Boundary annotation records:
BEGIN
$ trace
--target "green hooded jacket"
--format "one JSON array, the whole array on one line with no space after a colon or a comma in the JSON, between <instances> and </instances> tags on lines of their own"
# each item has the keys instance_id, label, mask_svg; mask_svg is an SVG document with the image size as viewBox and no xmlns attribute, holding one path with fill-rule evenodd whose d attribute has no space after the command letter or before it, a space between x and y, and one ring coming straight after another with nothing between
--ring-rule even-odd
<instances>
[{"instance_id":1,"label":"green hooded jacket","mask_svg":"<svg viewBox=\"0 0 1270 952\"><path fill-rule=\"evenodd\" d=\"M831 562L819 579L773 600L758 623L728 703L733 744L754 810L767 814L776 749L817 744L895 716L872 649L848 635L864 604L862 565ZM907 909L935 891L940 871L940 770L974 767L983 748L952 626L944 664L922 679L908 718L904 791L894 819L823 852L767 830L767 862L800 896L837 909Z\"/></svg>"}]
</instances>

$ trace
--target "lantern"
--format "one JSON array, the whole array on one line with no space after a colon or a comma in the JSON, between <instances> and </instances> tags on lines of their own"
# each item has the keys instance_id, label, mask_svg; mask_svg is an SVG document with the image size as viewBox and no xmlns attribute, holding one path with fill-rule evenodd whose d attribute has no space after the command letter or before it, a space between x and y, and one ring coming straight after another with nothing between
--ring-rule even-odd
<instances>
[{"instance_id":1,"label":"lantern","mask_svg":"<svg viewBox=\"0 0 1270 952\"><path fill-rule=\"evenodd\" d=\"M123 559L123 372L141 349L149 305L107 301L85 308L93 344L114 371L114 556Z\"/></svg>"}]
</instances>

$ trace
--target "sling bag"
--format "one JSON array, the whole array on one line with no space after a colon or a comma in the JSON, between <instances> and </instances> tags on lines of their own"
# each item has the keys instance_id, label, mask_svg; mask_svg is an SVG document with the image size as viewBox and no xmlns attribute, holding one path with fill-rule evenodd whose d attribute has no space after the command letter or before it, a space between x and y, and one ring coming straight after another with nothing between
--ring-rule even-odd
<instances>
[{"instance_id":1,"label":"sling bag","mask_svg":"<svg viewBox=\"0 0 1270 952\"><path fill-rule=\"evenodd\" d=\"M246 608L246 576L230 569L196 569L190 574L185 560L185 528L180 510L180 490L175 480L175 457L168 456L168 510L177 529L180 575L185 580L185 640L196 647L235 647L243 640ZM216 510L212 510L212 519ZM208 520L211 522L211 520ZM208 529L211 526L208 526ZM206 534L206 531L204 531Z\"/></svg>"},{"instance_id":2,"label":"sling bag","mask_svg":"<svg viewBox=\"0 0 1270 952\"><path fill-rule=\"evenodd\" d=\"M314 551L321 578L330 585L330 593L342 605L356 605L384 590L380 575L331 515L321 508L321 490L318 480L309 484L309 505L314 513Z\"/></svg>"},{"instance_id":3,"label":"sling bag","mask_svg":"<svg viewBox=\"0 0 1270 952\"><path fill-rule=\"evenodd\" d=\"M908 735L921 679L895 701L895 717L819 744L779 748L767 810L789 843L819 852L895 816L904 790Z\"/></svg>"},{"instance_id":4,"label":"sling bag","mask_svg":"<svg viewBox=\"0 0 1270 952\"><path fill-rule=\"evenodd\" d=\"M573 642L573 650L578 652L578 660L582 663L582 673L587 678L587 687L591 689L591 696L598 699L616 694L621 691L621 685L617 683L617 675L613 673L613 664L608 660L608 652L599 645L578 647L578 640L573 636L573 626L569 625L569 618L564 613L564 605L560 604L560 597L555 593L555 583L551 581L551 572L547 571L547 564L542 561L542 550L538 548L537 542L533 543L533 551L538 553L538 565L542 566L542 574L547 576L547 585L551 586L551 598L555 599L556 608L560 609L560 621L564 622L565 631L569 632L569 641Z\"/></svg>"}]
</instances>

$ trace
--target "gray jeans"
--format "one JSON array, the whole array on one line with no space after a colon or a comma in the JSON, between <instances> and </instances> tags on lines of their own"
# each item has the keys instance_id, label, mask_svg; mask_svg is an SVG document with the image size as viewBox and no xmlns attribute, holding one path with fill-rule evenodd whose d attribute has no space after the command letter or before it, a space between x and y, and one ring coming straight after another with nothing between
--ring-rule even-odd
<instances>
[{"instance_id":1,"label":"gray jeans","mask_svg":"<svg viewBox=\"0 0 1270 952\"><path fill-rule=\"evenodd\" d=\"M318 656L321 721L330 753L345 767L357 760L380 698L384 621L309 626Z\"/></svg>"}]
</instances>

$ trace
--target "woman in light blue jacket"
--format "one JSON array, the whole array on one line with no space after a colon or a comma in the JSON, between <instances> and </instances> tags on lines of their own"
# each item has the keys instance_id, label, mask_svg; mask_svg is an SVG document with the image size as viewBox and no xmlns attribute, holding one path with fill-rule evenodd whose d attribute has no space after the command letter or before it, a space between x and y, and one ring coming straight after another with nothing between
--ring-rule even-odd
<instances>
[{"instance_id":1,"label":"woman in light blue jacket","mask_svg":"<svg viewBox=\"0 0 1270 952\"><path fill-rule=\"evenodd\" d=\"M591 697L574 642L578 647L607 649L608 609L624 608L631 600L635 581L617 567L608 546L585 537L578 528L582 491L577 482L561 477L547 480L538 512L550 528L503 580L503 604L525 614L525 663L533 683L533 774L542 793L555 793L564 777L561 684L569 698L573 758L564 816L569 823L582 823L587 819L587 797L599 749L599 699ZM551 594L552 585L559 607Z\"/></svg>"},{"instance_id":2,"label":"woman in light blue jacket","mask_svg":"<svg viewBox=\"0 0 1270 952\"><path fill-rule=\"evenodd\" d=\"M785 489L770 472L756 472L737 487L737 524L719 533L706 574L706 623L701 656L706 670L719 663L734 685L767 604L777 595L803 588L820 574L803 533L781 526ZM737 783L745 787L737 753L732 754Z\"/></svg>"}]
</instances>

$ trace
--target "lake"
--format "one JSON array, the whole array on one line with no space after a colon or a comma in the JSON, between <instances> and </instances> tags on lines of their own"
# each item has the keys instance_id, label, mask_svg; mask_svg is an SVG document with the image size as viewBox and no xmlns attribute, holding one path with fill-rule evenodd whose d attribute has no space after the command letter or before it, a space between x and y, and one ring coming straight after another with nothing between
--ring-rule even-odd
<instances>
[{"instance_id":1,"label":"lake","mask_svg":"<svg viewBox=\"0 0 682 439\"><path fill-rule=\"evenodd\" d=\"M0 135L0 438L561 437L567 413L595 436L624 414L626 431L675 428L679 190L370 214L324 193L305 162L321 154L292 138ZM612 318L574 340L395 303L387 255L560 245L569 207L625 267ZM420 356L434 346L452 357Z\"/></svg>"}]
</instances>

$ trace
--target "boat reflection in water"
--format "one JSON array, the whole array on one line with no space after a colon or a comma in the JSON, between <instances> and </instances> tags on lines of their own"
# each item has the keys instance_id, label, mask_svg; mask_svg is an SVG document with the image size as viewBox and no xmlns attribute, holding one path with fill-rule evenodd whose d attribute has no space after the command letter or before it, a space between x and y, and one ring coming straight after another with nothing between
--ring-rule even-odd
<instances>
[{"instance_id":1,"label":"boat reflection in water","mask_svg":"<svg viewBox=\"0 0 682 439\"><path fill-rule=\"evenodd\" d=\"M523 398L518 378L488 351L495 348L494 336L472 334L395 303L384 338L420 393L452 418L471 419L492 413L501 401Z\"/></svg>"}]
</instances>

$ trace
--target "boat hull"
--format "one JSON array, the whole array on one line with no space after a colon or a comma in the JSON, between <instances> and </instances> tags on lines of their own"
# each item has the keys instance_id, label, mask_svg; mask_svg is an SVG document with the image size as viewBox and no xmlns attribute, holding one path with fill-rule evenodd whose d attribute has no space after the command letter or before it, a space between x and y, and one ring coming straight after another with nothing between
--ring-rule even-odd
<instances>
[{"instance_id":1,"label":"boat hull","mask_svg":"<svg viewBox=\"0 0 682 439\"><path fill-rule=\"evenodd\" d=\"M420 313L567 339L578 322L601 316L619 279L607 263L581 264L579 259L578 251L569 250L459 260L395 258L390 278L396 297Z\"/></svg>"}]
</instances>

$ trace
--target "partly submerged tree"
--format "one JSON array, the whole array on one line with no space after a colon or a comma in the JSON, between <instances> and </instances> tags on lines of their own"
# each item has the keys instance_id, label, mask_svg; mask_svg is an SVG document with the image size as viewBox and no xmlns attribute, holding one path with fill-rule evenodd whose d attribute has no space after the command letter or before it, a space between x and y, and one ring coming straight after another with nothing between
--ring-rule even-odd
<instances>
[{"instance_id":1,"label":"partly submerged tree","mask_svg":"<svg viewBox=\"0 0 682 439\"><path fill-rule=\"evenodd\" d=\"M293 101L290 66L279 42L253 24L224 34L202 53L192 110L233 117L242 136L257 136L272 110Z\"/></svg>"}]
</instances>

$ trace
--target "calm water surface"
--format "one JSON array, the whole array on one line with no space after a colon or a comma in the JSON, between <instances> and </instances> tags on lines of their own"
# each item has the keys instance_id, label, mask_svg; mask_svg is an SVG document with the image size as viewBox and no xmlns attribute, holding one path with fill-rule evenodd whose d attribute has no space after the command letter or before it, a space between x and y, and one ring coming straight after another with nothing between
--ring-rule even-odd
END
* _PROMPT_: Put the lines of the material into a numbered list, starting at the first line of the material and ending at the line that contains "562L819 579L773 600L758", with both of those lines included and any blank lines left out.

* _CORRECT RESULT_:
1. $ trace
2. --target "green hooded jacket"
3. --format "one JSON array, the whole array on one line with no space after a colon or a comma in the JSON, between <instances> and </instances> tags on lines of their own"
4. # each item has the keys instance_id, label, mask_svg; mask_svg is an SVG document with the image size as viewBox and no xmlns attribute, holding one path with fill-rule evenodd whose d attribute has no space after the command letter or before it, a space between x and y, and one ring coming straight after another with nothing between
5. --ring-rule even-odd
6. <instances>
7. [{"instance_id":1,"label":"green hooded jacket","mask_svg":"<svg viewBox=\"0 0 1270 952\"><path fill-rule=\"evenodd\" d=\"M831 562L819 579L773 600L758 623L728 703L733 744L754 810L767 814L776 749L817 744L895 716L872 649L848 635L864 604L862 565ZM907 909L935 891L940 871L940 770L974 767L983 748L952 626L944 664L922 679L908 718L904 791L894 819L823 852L767 830L767 862L800 896L837 909Z\"/></svg>"}]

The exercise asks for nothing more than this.